───── Data lines ─────

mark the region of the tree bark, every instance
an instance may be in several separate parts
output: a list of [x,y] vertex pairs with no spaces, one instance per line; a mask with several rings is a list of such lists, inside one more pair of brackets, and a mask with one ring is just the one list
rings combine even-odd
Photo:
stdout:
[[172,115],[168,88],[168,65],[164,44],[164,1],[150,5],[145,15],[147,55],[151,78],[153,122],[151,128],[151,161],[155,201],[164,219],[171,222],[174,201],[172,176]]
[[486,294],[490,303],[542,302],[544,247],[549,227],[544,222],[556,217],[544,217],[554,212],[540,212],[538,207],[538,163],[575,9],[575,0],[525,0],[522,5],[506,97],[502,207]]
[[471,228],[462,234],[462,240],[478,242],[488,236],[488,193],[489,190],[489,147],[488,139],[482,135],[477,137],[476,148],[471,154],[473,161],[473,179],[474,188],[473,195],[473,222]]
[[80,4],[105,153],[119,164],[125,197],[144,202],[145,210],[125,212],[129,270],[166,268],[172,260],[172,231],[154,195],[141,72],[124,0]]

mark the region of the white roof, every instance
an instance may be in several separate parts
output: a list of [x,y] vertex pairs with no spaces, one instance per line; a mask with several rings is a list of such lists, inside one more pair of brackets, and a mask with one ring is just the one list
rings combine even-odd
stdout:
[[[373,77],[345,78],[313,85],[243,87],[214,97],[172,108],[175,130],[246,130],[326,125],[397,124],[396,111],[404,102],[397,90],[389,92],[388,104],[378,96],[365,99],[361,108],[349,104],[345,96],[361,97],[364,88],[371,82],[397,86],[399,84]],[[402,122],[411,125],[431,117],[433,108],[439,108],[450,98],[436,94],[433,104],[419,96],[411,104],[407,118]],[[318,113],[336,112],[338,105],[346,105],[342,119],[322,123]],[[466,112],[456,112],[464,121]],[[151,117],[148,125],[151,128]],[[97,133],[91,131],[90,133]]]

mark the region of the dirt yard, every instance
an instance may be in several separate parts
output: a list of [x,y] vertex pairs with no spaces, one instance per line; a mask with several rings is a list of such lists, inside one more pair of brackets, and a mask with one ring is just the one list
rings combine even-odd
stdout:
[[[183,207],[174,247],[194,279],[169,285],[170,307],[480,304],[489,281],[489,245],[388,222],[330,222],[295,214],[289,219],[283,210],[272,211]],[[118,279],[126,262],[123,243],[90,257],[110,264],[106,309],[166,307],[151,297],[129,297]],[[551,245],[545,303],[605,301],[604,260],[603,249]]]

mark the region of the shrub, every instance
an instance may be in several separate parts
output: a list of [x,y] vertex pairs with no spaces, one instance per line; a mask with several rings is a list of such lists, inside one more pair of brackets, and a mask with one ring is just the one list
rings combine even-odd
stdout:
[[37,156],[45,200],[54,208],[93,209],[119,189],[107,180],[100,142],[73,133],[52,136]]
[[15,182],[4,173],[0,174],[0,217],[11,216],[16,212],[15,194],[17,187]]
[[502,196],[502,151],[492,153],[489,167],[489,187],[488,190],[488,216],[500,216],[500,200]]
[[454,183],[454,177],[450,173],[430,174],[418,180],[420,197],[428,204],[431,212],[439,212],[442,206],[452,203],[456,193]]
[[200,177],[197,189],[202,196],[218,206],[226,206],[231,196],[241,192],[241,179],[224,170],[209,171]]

─────

Quote every line of the material above, character for character, without changing anything.

## [Response to the exercise]
mark the region of the tree bark, every instance
an instance may be in several separate parts
output: a list of [x,y] vertex pairs with no spaces, one instance per line; a mask with several rings is a list of such lists, inside one more pair of brackets, and a mask with one ring is just the one list
rings combine even-odd
Photo:
stdout:
[[172,115],[168,88],[168,65],[164,44],[164,1],[150,5],[145,15],[147,55],[151,78],[153,122],[151,128],[151,161],[155,201],[164,219],[171,222],[174,201],[172,176]]
[[486,294],[490,303],[542,302],[544,247],[549,227],[544,222],[556,217],[544,217],[554,212],[540,212],[538,207],[538,163],[575,9],[575,0],[525,0],[522,5],[506,97],[502,207]]
[[471,228],[462,234],[462,240],[478,242],[488,236],[488,193],[489,190],[489,147],[488,139],[482,135],[477,137],[476,148],[471,154],[473,161],[473,179],[474,188],[473,195],[473,222]]
[[80,4],[105,153],[119,164],[125,197],[144,202],[145,210],[125,212],[129,270],[166,268],[172,260],[172,231],[154,195],[141,72],[124,0]]

mark the region of the white roof, every instance
an instance may be in several separate parts
output: a list of [x,y] vertex pairs with no spaces, one instance per line; a mask with several rings is a list of such lists, inside one more pair of brackets, and a mask with one ring is just the one list
rings combine even-odd
stdout:
[[[373,77],[345,78],[313,85],[243,87],[214,97],[172,108],[175,130],[246,130],[326,125],[397,124],[396,111],[404,102],[397,90],[389,92],[388,104],[378,96],[365,99],[361,108],[349,104],[345,96],[361,97],[364,88],[371,82],[397,86],[399,84]],[[402,122],[411,125],[431,117],[433,108],[439,108],[450,98],[436,94],[433,104],[419,96],[411,104],[407,118]],[[318,113],[336,112],[338,105],[346,105],[342,119],[322,123]],[[466,112],[456,112],[464,121]],[[151,117],[148,125],[151,128]],[[97,133],[91,131],[90,133]]]

mark the region of the dirt yard, every instance
an instance may be in several separate parts
output: a list of [x,y] vertex pairs with no spaces, one instance per line; a mask with several rings is a list of such lists, inside one more pair of brackets, and a mask with one ring is just the one list
rings combine even-odd
stdout:
[[[183,207],[174,247],[194,279],[169,285],[170,307],[480,304],[489,281],[489,245],[388,222],[330,222],[295,214],[289,219],[283,210],[272,211]],[[118,279],[126,262],[123,243],[90,257],[110,264],[106,309],[166,307],[151,297],[129,297]],[[551,245],[545,303],[605,301],[604,260],[603,249]]]

mark the region of the shrub, every instance
an instance may be in several separate parts
output: a list of [x,y] vertex pairs with no spaces, one instance per line; a mask with several rings is a list of such lists, inside one more pair of brackets, and a mask with one ring is just the one list
rings combine even-odd
stdout:
[[37,156],[45,200],[54,208],[93,209],[119,189],[107,180],[100,142],[73,133],[52,136]]
[[15,182],[4,173],[0,174],[0,217],[11,216],[16,212],[15,194],[17,187]]
[[502,196],[502,151],[492,153],[489,167],[489,187],[488,190],[488,216],[500,216],[500,200]]
[[454,183],[454,177],[450,173],[430,174],[418,180],[420,197],[428,204],[431,212],[439,212],[442,206],[452,203],[456,193]]
[[200,177],[197,189],[202,196],[218,206],[226,206],[231,196],[241,192],[241,179],[224,170],[209,171]]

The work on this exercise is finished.